### SHORT EXERCISE 1:
In the hay-cutting thread below, duplicate the passage between "It's the first" and "colors. Weird year.", inclusive.

### PAGE EXCERPT:

# 3rd cutting orchard/brome hay



## Teslan (Aug 20, 2011)

It's the first part of August and this picture is 3rd cutting orchard/brome. About a month and a half early. Also some of the trees are starting to change colors. Weird year.


----------



## gradyjohn (Jul 17, 2012)

You are lucky. First cut came early ... looked like we would get 4 cuts this year. Now with no rain since the second cut we will be lucky to get three. Generally we get some moisture in Sept the spurts that last cut. Yes it has been a wierd year.


----------



## ARD Farm (Jul 12, 2012)

Must be the impending election...lol


----------



## Shetland Sheepdog (Mar 31, 2011)

3x3x8's?
750 lbs each?


----------



## Teslan (Aug 20, 2011)

Yes 3x3x8s Around 800 lbs


----------



## Teslan (Aug 20, 2011)

I put an ad for this hay on craigslist for $150 a bale this morning and my phone blew up with calls. I had 49 bales and it's all gone. If you have hay that looks like this in large square bales like this haul them to Colorado.


----------



## Colby (Mar 5, 2012)

Weird year all right. 
We will be cutting our 4th cut here soon if we get another shower. 
(bermuda)


----------

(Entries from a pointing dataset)
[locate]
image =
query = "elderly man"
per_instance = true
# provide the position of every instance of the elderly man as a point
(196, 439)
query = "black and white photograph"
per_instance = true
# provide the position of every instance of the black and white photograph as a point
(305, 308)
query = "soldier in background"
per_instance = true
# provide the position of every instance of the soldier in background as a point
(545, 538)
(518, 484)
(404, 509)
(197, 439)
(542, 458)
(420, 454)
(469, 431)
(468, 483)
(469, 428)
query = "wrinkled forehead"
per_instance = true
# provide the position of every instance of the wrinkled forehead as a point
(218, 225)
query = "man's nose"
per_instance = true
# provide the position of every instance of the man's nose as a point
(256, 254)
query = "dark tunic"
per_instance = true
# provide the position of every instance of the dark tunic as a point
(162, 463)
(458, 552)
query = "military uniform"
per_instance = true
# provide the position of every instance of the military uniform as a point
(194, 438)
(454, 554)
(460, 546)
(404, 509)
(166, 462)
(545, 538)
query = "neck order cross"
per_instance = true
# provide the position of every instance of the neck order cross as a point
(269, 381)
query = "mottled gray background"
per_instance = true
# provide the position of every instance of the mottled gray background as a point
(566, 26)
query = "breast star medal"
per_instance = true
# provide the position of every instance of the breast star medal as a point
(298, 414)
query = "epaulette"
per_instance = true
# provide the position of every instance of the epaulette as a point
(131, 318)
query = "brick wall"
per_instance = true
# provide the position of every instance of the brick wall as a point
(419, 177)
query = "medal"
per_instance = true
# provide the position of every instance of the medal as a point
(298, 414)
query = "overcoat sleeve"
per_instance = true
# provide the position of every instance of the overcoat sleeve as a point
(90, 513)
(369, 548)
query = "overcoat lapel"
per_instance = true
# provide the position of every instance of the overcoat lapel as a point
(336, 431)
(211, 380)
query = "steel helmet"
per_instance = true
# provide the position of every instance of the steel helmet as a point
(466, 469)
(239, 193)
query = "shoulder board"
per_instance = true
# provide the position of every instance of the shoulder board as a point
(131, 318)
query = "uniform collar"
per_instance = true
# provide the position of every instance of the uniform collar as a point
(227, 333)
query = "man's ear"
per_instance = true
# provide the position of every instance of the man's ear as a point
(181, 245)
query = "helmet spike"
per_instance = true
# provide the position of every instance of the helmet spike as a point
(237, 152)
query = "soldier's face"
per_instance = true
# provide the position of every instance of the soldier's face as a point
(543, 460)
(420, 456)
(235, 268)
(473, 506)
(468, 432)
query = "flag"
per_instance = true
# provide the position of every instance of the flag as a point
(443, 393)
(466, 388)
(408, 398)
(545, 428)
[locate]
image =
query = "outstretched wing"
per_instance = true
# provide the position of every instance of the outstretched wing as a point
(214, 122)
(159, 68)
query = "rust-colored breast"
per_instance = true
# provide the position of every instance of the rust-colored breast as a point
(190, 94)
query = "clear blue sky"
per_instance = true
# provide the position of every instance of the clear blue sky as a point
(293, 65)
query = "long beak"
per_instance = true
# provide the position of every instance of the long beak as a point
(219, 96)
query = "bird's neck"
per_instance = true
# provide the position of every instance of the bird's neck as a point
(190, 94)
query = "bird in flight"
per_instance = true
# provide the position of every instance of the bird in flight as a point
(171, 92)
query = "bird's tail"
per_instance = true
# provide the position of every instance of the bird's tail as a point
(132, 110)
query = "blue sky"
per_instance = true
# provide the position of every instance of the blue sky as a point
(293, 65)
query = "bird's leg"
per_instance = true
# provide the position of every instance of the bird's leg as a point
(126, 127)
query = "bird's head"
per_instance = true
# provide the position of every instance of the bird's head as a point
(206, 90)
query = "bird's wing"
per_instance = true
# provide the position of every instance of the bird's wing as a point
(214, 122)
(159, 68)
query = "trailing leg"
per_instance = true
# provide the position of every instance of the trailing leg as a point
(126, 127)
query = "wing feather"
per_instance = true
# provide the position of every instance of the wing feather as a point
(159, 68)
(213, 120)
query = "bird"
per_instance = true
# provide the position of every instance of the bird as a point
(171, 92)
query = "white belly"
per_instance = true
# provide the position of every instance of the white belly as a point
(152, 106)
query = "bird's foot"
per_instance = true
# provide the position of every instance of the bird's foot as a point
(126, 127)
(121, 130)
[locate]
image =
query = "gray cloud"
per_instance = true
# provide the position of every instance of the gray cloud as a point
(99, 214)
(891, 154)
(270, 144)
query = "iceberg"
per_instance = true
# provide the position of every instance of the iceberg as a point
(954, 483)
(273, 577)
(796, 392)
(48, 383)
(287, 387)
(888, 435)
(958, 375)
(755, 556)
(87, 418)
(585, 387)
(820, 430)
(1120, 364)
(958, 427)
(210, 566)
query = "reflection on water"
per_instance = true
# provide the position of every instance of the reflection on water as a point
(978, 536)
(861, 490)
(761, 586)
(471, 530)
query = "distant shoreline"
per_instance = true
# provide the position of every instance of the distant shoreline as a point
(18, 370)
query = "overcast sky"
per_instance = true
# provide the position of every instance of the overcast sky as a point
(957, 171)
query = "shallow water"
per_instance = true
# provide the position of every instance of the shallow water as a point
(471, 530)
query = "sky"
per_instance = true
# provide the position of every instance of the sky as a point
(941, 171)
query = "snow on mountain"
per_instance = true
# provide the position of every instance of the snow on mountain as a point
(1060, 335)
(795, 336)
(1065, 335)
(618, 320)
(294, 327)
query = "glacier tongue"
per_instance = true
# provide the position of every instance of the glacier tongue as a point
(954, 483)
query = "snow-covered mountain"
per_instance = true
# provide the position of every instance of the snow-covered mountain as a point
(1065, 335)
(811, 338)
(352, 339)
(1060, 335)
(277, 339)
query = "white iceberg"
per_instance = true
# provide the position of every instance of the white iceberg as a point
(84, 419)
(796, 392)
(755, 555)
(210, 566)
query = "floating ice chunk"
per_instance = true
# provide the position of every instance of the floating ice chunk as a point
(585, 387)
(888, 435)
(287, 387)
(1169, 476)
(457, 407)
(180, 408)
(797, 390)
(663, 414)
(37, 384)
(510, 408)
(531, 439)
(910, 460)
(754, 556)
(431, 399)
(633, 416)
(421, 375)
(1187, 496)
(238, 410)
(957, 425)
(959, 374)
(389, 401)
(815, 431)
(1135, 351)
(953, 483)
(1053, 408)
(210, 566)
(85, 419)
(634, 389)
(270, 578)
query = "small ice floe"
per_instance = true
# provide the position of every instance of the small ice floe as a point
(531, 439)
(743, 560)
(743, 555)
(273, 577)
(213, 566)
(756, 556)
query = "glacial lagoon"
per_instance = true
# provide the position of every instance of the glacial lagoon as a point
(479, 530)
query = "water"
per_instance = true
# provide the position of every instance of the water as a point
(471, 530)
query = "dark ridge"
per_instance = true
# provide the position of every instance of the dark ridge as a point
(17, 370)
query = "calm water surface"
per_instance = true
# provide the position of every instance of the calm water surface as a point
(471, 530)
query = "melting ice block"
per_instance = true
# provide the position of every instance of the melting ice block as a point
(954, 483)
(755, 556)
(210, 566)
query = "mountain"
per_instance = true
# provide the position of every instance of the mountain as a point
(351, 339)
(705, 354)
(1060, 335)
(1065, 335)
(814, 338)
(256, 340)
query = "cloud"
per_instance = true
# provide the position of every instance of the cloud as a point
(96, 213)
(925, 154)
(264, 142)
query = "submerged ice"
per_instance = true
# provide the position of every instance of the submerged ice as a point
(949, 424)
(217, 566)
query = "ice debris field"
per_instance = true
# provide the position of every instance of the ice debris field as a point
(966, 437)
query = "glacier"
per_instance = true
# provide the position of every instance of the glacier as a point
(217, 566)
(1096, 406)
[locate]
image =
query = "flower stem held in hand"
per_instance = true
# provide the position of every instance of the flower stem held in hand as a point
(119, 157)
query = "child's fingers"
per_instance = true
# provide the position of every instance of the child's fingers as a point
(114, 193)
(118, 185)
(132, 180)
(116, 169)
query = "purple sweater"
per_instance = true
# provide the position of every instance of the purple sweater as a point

### SHORT EXERCISE 2:
Gather every line of the listing above that contains the string "surface", matching case exactly.

### WRITTEN RESPONSE 1:
It's the first part of August and this picture is 3rd cutting orchard/brome. About a month and a half early. Also some of the trees are starting to change colors. Weird year.

### WRITTEN RESPONSE 2:
query = "calm water surface"
# provide the position of every instance of the calm water surface as a point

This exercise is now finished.